> **THE PROBLEM**
For this exercise, output every line of the data as it stands.

> **GIVEN RECORDS**

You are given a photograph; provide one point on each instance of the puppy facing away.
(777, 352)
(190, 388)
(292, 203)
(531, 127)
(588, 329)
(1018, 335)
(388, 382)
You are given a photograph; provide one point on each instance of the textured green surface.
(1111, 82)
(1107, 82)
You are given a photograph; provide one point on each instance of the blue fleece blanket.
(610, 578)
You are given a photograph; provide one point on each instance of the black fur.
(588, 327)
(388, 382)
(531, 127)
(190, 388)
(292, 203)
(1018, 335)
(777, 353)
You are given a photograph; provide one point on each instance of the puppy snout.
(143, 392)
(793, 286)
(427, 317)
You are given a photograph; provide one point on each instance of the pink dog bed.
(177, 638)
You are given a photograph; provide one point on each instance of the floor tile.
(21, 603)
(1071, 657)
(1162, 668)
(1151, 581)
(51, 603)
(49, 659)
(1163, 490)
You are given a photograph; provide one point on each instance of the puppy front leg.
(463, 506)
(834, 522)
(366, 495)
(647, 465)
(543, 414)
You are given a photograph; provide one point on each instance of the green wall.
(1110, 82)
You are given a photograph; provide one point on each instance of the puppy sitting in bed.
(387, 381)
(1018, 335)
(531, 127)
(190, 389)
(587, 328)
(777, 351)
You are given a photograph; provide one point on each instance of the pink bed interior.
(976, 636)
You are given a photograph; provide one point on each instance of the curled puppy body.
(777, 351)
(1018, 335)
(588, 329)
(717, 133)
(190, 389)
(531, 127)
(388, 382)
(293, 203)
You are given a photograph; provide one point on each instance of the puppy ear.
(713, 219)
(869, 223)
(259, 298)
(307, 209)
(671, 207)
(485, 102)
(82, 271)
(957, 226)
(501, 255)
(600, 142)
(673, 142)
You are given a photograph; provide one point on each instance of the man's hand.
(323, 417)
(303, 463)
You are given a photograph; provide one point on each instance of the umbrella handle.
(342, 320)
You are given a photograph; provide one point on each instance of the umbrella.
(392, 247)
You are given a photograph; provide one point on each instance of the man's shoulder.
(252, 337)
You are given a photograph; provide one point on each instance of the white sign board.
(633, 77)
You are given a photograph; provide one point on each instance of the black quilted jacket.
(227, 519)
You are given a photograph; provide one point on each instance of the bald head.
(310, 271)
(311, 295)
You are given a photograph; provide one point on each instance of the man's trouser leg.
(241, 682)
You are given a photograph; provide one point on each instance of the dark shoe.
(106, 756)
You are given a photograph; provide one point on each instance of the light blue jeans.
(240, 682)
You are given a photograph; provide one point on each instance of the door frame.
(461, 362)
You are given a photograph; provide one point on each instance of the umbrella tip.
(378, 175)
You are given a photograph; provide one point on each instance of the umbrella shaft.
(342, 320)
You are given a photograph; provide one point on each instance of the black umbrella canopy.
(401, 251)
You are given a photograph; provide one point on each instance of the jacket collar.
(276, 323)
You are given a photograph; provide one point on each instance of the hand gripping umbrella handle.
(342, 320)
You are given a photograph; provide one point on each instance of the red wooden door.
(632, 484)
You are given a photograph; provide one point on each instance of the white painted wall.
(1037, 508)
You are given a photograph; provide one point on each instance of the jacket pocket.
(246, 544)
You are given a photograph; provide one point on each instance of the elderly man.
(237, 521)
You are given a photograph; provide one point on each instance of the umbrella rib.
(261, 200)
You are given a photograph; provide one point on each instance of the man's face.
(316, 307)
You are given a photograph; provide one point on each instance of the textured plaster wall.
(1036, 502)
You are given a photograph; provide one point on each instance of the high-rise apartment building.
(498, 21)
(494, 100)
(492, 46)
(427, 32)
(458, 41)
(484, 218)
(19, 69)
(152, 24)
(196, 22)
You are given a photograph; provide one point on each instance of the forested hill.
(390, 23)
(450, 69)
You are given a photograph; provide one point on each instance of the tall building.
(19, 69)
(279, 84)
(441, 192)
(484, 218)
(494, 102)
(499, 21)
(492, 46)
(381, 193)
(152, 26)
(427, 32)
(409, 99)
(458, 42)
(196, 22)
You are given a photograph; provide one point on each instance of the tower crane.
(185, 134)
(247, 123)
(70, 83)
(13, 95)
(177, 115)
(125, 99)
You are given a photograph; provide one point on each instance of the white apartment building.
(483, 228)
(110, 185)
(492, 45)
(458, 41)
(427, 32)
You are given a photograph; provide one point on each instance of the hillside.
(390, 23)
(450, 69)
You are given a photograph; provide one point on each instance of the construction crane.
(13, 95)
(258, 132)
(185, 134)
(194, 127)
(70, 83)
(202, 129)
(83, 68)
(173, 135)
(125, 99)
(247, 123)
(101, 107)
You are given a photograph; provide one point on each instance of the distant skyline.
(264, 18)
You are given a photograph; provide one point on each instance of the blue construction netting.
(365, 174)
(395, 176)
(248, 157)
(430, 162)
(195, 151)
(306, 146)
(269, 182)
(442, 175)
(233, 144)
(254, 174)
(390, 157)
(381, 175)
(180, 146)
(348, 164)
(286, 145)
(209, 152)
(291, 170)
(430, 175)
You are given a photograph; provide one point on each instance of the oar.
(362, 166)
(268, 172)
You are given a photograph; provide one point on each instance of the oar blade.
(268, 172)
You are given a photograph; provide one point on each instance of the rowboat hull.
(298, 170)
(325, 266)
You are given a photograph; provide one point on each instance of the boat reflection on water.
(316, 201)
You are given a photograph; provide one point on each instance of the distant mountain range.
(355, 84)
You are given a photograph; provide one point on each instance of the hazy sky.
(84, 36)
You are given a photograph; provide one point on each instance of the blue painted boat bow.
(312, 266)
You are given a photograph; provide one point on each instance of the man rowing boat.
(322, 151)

> **RESPONSE**
You are given a photograph; provide one point on each instance of the puppy facing away.
(777, 352)
(190, 388)
(292, 203)
(531, 127)
(588, 329)
(1018, 335)
(388, 382)
You are given a photograph; provide one point on each instance of the textured green surface.
(1111, 82)
(1107, 82)
You are given a photograph; provide one point on each instance of the blue fleece blanket.
(610, 578)
You are given a photograph; provide one point on each instance of the black fur.
(588, 327)
(388, 382)
(531, 127)
(190, 388)
(292, 203)
(1018, 335)
(777, 353)
You are given a photograph; provide one point on each instance of the puppy snout.
(143, 392)
(793, 286)
(427, 317)
You are given a photograph; provide one point on each instance of the pink dog bed.
(177, 638)
You are given a photograph; provide one point on each instance of the floor tile.
(21, 603)
(1071, 657)
(1162, 668)
(1151, 581)
(51, 603)
(49, 659)
(1163, 490)
You are given a photograph; provide one point on each instance of the puppy front leg.
(463, 506)
(834, 522)
(366, 495)
(647, 465)
(543, 414)
You are given a photograph; provide one point on each instance of the green wall.
(1110, 82)
You are given a photograph; provide one point on each instance of the puppy sitting in bed.
(387, 381)
(1018, 335)
(531, 127)
(190, 389)
(587, 328)
(777, 351)
You are given a photograph; provide one point on each instance of the pink bed interior.
(976, 636)
You are given a photograph; provide one point on each instance of the curled puppy body.
(777, 351)
(1018, 335)
(588, 329)
(717, 133)
(190, 389)
(531, 127)
(388, 382)
(293, 203)
You are given a photograph; provide one point on each instance of the puppy ear.
(713, 219)
(869, 223)
(259, 298)
(307, 209)
(671, 207)
(485, 102)
(82, 271)
(957, 226)
(501, 255)
(600, 142)
(673, 142)
You are given a photograph; provide one point on each instance of the man's hand.
(323, 417)
(303, 463)
You are given a photograph; provide one point on each instance of the umbrella handle.
(342, 320)
You are given a photograph; provide one point on each instance of the umbrella.
(392, 247)
You are given a photograph; provide one point on each instance of the man's shoulder.
(252, 337)
You are given a photograph; provide one point on each instance of the white sign board.
(633, 77)
You are given a photograph; provide one point on each instance of the black quilted jacket.
(227, 519)
You are given a photograph; provide one point on each instance of the bald head.
(310, 271)
(311, 295)
You are given a photograph; provide one point on each instance of the man's trouser leg.
(241, 682)
You are given a photograph; provide one point on each instance of the dark shoe.
(106, 756)
You are given a photograph; provide one point on each instance of the light blue jeans.
(240, 682)
You are given a photograph; provide one point on each instance of the door frame.
(461, 362)
You are given a photograph; provide one point on each instance of the umbrella tip.
(378, 175)
You are given a photograph; provide one point on each instance of the umbrella shaft.
(342, 320)
You are given a photograph; provide one point on each instance of the black umbrella canopy.
(401, 251)
You are given a photograph; provide one point on each instance of the jacket collar.
(276, 323)
You are given a photograph; provide one point on each instance of the hand gripping umbrella handle.
(342, 320)
You are given a photograph; provide one point on each instance of the red wooden door.
(632, 484)
You are given a photograph; provide one point on each instance of the white painted wall.
(1037, 508)
You are given a photograph; provide one point on each instance of the jacket pocket.
(246, 544)
You are given a photograph; provide one point on each instance of the elderly man.
(237, 521)
You are given a photograph; provide one point on each instance of the umbrella rib.
(261, 200)
You are given a photograph; provide one point on each instance of the man's face.
(316, 307)
You are given a photograph; provide one point on each instance of the textured plaster wall.
(1036, 502)
You are given a photograph; provide one point on each instance of the high-rise apartment building.
(498, 21)
(494, 100)
(492, 46)
(427, 32)
(458, 41)
(484, 218)
(19, 69)
(152, 24)
(196, 22)
You are given a photograph; provide one point on each instance of the forested hill.
(390, 23)
(450, 69)
You are given a photograph; provide one point on each instance of the tall building.
(19, 69)
(279, 84)
(441, 192)
(484, 218)
(494, 102)
(499, 21)
(492, 46)
(381, 193)
(152, 26)
(427, 32)
(409, 99)
(458, 42)
(196, 22)
You are given a photograph; provide one point on each instance of the tower crane.
(185, 134)
(247, 123)
(70, 83)
(13, 95)
(177, 115)
(125, 99)
You are given a photograph; provide one point on each instance of the white apartment building.
(483, 228)
(110, 185)
(492, 45)
(458, 41)
(427, 32)
You are given a photograph; provide one point on each instance of the hillside.
(390, 23)
(450, 69)
You are given a photograph; provide one point on each instance of the construction crane.
(13, 95)
(258, 132)
(185, 134)
(194, 127)
(70, 83)
(202, 129)
(83, 68)
(173, 135)
(125, 99)
(247, 123)
(101, 107)
You are given a photograph; provide one point on each instance of the distant skyline.
(264, 18)
You are given a photograph; provide one point on each instance of the blue construction netting.
(365, 174)
(395, 176)
(248, 157)
(430, 162)
(195, 151)
(306, 146)
(269, 182)
(442, 175)
(233, 144)
(254, 174)
(390, 157)
(381, 175)
(180, 146)
(348, 164)
(286, 145)
(209, 152)
(291, 170)
(430, 175)
You are given a photograph; provide one point on each instance of the oar.
(362, 166)
(268, 172)
You are given a photograph; provide one point on each instance of the oar blade.
(268, 172)
You are given a photograph; provide one point on each instance of the rowboat hull.
(298, 170)
(325, 266)
You are given a photograph; provide one point on each instance of the boat reflection on water.
(316, 201)
You are given a photograph; provide one point on each instance of the distant mountain range.
(355, 84)
You are given a photograph; provide one point on each instance of the hazy sky.
(84, 36)
You are given a photograph; provide one point on each instance of the blue painted boat bow.
(312, 266)
You are given a photograph; provide one point on each instance of the man rowing boat.
(322, 151)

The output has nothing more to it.